◆ **Tekstfragment**
== == ==
Paulicianen

(Doorverwezen vanaf Paulicianisme)

Het paulicianisme was een christelijke beweging die tussen het midden van de zevende eeuw en eind negende eeuw aanwezig was in het oostelijk deel van het Byzantijnse Rijk en met name in Armenië. Vanaf eind negende eeuw waren er paulicianen aanwezig in Zuid-Italië en vooral op de Balkan

Moordpartijen op de paulicianen in 843. Afbeelding uit de Madrileense kroniek van Skylitzes

De meest gehanteerde aanname is dat de naam ontleend is aan Paulus van Samosata die van 260 tot 268 bisschop van Antiochië was. In de antieke bronnen worden de opvattingen van Paulus beschreven als een vorm van adoptianisme. In die opvatting was Jezus bij zijn geboorte slechts een gewoon mens. Hij werd in die hoedanigheid door God geselecteerd vanwege een voorbeeldig leven en zou pas bij zijn doop in de Jordaan de Zoon van God geworden zijn. Een andere aanname is dat de naam ontleend is aan de apostel Paulus.

De stichter van de beweging was een zekere Constantijn die de naam Sylvanus aannam. Omstreeks 660 stichtte hij de eerste geloofsgemeenschappen van paulicianen. Omstreeks 685 werd hij beschuldigd van ketterij en gestenigd. Waarschijnlijk is de steniging later verzonnen om een parallel te creëren met de dood van de eerste martelaar Stefanus.
== == ==
◆ **Aanwijsgegevens**

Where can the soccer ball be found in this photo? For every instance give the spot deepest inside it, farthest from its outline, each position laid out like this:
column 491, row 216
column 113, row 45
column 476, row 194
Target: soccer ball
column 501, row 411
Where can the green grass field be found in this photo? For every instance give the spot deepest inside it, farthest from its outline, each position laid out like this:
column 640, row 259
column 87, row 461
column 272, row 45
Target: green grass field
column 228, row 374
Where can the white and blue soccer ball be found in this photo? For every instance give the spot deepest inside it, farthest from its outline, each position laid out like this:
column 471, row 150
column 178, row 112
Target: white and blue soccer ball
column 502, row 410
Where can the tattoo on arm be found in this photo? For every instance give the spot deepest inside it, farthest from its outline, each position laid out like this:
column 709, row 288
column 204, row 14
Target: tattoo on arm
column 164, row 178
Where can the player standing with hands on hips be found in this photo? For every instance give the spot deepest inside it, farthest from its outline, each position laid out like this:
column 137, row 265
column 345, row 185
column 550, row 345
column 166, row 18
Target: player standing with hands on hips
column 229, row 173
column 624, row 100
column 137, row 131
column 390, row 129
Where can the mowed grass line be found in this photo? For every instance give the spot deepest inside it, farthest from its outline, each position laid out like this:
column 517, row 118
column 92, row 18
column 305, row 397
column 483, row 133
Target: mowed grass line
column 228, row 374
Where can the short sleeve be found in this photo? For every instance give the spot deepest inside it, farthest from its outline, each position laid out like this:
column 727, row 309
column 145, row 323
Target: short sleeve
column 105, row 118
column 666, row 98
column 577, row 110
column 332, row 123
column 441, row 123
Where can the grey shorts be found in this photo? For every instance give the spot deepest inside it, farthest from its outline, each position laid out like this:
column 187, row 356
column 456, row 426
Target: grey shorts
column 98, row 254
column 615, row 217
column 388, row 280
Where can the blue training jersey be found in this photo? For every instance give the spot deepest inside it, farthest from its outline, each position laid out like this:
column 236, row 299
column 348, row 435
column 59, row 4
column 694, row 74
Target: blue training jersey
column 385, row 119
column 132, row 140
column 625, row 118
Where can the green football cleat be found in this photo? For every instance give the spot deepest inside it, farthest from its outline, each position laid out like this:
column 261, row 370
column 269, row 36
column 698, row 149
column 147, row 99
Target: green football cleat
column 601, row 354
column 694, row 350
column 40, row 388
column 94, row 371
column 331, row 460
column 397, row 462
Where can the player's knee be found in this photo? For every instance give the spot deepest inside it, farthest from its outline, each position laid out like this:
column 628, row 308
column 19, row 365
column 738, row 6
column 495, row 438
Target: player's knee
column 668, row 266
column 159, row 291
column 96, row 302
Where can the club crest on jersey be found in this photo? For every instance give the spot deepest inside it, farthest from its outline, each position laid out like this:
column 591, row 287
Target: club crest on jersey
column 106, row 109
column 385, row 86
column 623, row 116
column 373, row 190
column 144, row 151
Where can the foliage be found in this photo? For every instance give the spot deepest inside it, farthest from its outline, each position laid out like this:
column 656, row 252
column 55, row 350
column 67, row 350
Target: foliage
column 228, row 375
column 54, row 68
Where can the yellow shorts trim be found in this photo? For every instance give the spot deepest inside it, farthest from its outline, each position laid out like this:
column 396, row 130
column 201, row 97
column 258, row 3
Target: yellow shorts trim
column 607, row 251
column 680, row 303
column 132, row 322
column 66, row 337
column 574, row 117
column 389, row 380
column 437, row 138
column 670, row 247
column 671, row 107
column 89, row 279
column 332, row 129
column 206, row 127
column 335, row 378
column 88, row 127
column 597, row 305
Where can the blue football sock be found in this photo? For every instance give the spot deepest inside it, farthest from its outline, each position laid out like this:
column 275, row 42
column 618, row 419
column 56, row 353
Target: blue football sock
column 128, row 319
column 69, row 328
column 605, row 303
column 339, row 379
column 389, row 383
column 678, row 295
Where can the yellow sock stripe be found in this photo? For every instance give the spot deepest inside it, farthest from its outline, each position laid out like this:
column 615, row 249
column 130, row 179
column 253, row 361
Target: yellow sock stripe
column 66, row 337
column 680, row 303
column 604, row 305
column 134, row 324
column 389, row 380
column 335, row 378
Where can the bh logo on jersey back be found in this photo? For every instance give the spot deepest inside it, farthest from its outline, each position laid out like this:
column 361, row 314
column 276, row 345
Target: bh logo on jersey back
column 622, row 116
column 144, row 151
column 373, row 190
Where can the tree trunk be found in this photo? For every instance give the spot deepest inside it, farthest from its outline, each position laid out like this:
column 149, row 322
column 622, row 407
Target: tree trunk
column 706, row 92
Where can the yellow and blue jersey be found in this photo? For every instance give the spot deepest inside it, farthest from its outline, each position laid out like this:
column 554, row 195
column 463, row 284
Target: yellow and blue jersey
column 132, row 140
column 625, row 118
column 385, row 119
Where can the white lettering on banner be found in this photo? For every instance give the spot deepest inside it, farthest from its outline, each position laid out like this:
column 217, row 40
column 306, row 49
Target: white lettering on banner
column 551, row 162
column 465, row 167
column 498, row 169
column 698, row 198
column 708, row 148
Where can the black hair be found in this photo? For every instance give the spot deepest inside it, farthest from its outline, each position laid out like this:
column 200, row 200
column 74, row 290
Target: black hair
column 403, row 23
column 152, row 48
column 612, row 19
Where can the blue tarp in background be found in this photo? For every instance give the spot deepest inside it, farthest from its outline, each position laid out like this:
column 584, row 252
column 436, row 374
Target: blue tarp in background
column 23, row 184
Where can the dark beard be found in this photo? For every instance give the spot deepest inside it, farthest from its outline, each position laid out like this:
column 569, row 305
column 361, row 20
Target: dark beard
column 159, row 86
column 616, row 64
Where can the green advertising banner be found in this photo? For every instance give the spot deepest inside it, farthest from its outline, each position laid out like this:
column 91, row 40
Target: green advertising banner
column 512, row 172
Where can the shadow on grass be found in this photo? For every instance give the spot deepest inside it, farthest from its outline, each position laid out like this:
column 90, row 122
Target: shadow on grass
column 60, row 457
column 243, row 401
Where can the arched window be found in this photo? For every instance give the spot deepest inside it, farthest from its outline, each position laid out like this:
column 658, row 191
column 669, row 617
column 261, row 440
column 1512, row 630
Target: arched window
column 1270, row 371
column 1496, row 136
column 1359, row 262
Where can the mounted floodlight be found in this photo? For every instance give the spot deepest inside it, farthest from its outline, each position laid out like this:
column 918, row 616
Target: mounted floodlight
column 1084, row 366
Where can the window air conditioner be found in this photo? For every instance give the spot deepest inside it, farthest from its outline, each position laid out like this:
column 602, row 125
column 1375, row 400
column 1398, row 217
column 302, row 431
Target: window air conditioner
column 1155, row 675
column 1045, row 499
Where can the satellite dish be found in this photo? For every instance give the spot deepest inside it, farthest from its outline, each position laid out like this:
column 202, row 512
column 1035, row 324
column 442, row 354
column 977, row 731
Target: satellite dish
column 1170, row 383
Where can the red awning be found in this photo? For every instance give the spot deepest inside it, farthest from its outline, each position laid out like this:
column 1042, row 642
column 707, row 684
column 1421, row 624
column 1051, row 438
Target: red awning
== == ==
◆ **Opdrachten**
[1] Beantwoord met behulp van de tekst over de paulicianen deze vragen:
(a) Van welk jaar tot welk jaar was Paulus van Samosata bisschop van Antiochië?
(b) Welke naam nam Constantijn aan?
(c) In welk jaar vonden de moordpartijen op de paulicianen plaats die in de kroniek van Skylitzes zijn afgebeeld?
[2] Schrijf de tekst over de paulicianen verder, aansluitend op de laatste zin.
Het materiaal komt uit een andere bron.

◆ **Antwoorden**
[1]
(a) Van 260 tot 268.
(b) Sylvanus.
(c) In 843.

[2]
Byzantijnse en Armeense bronnen bewerken

In de Griekse, Byzantijnse, bronnen wordt het paulicianisme beschreven als een gnostische beweging. De belangrijkste van die bronnen zijn geschriften van de patriarch Photius I en Petrus Siculus, ook wel Petrus van Sicilië. In veel van de Byzantijnse bronnen worden de paulicianen als manicheeërs benoemd. Zij zouden een radicaal dualisme aanhangen met een geloof in een scheppergod die verantwoordelijk was voor het creëren van het universum waaronder de aarde en alles wat daarop leeft en een verborgen onkenbare god van de toekomst. In die bronnen zijn de paulicianen aanhangers van de leer van het docetisme. De essentie daarvan was de overtuiging dat Jezus Christus slechts een schijnbare lichamelijkheid bezat. Het gevolg daarvan was, dat zij het lijden en sterven van Christus tijdens de kruisiging verwerpen. De goddelijke Christus had het aardse lichamelijk omhulsel van Jezus reeds daarvoor verlaten. De paulicianen zouden het gehele Oude Testament verwerpen en slechts een deel van het Nieuwe Testament aanvaarden

Tot in de twintigste eeuw hebben die Byzantijnse bronnen het beeld over het paulicianisme bepaald. Pas in die eeuw kwam er enige aandacht voor Armeense bronnen. De bekendste en meest uitgebreide Armeense bron is De sleutel tot de waarheid, een tekst die in 1893 in een bibliotheek in Etsjmiadzin door Frederick Cornwallis Conybeare werd ontdekt. Conybeare was hoogleraar godsdienstwetenschap aan de universiteit van Oxford. Het gevonden manuscript dateert uit 1782 en was geschreven in Oudarmeens. Volgens Conybeare was het een kopie van een veel oudere tekst die van omstreeks 800 zou moeten dateren. In 1898 publiceerde Conybeare een Engelse vertaling.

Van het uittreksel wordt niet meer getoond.